## Page excerpt
| Studies
Document Growing Economic Importance of Education, Troubling
U.S. College Graduation Rates
Recent reports by the Educational Testing Service and The
Education Trust
have called attention to the economic significance of
educational attainment. The ETS study, Standards for What?
The Economic Roots of K-16 Reform, focuses on the American
"knowledge economy" and on the importance of higher education
to economic growth. The Education Trust's study, A Matter
of Degrees: Improving Four-Year Colleges and Universities,
examines U.S. college graduation rates. Both reports call
for new measures to prepare students for--and to help them
complete--a college education: They recommend better alignment
between K-12 and higher education, improved institutional
accountability and assessment, and more equity in college
access.
FINDINGS
College Graduation Rates
- By the 1990s, four out of five
on-time high school graduates had enrolled in some form
of higher education.
- Many students who enter the
higher education system fail to get a degree. Even among
the students most likely to succeed--those who begin their
college career as full-time freshmen in four-year colleges
and universities--only six out of ten, on average, receive
a bachelor's degree within six years.
- Graduation rate gaps between
white and minority students are high. Sixty-seven percent
of white students who enroll in college graduate in six
years, compared to 46 percent of African Americans and 47
percent of Latinos.

## Direction 1
Extract every line in the records below that contains the string "rock", matching case exactly.

Entries for locating named things
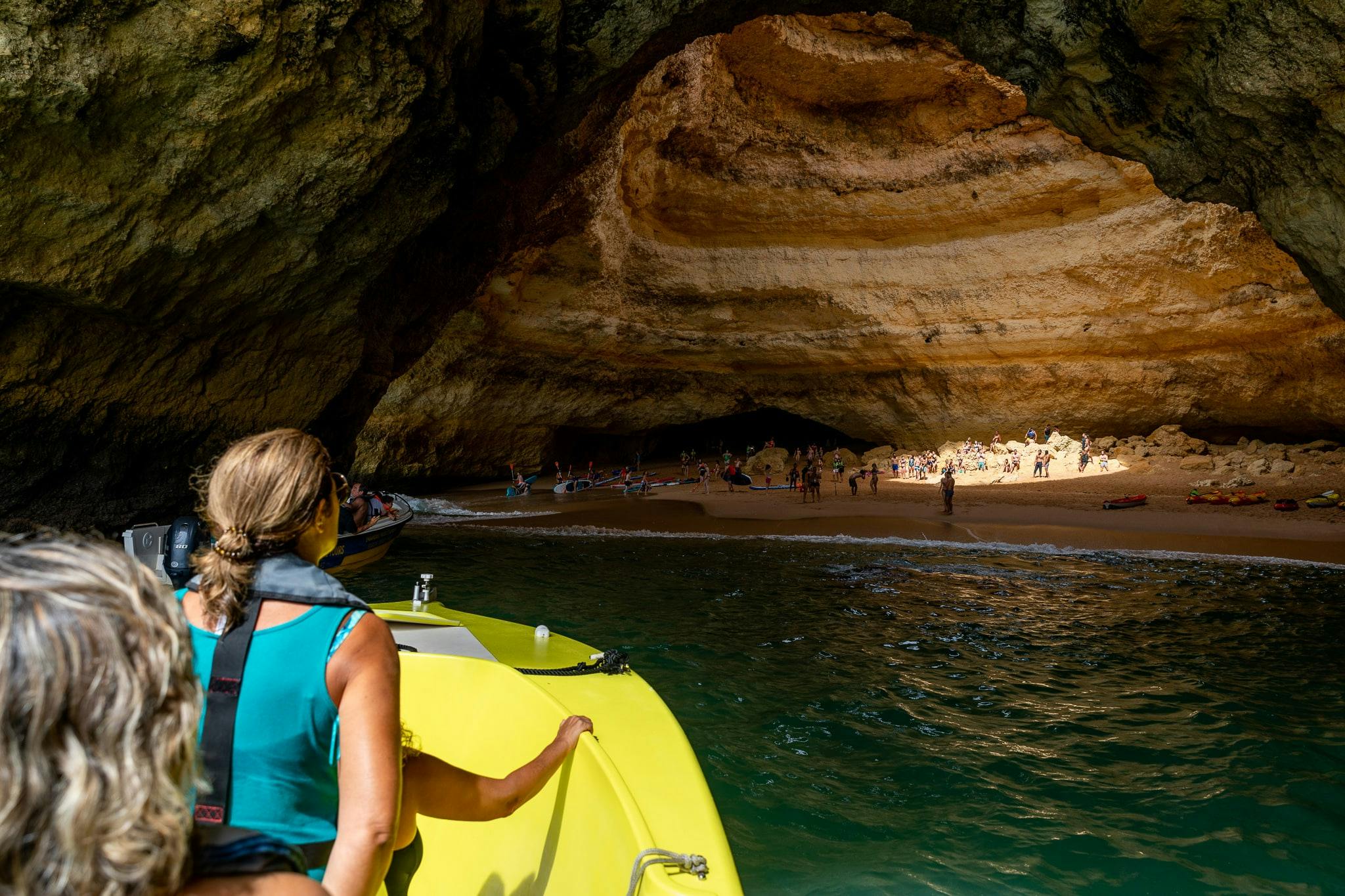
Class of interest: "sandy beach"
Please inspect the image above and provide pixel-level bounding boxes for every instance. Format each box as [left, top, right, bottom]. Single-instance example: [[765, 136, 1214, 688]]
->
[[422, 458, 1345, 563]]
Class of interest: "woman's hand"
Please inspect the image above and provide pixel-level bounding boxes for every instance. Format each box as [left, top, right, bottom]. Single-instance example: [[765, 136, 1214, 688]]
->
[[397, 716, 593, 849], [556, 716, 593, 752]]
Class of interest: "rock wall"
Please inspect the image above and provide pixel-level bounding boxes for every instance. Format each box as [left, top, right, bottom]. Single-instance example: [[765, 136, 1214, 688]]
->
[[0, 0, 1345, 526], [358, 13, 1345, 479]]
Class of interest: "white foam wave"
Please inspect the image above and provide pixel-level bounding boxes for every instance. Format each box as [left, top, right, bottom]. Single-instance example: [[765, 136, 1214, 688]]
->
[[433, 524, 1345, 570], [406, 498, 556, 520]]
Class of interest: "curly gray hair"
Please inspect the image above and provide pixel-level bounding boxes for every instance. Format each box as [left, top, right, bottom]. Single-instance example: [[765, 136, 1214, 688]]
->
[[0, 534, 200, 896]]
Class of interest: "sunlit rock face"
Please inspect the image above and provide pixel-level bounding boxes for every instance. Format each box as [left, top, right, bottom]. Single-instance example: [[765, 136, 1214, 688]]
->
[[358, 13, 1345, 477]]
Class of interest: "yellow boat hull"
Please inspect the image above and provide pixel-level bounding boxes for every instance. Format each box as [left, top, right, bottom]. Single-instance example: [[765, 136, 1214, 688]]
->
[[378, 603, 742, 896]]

## Direction 2
Quote the summary of the education studies above in full, word for word.

## Written reply 1
Class of interest: "rock wall"
Class of interest: "sunlit rock face"

## Written reply 2
| Studies
Document Growing Economic Importance of Education, Troubling
U.S. College Graduation Rates
Recent reports by the Educational Testing Service and The
Education Trust
have called attention to the economic significance of
educational attainment. The ETS study, Standards for What?
The Economic Roots of K-16 Reform, focuses on the American
"knowledge economy" and on the importance of higher education
to economic growth. The Education Trust's study, A Matter
of Degrees: Improving Four-Year Colleges and Universities,
examines U.S. college graduation rates. Both reports call
for new measures to prepare students for--and to help them
complete--a college education: They recommend better alignment
between K-12 and higher education, improved institutional
accountability and assessment, and more equity in college
access.
FINDINGS
College Graduation Rates
- By the 1990s, four out of five
on-time high school graduates had enrolled in some form
of higher education.
- Many students who enter the
higher education system fail to get a degree. Even among
the students most likely to succeed--those who begin their
college career as full-time freshmen in four-year colleges
and universities--only six out of ten, on average, receive
a bachelor's degree within six years.
- Graduation rate gaps between
white and minority students are high. Sixty-seven percent
of white students who enroll in college graduate in six
years, compared to 46 percent of African Americans and 47
percent of Latinos.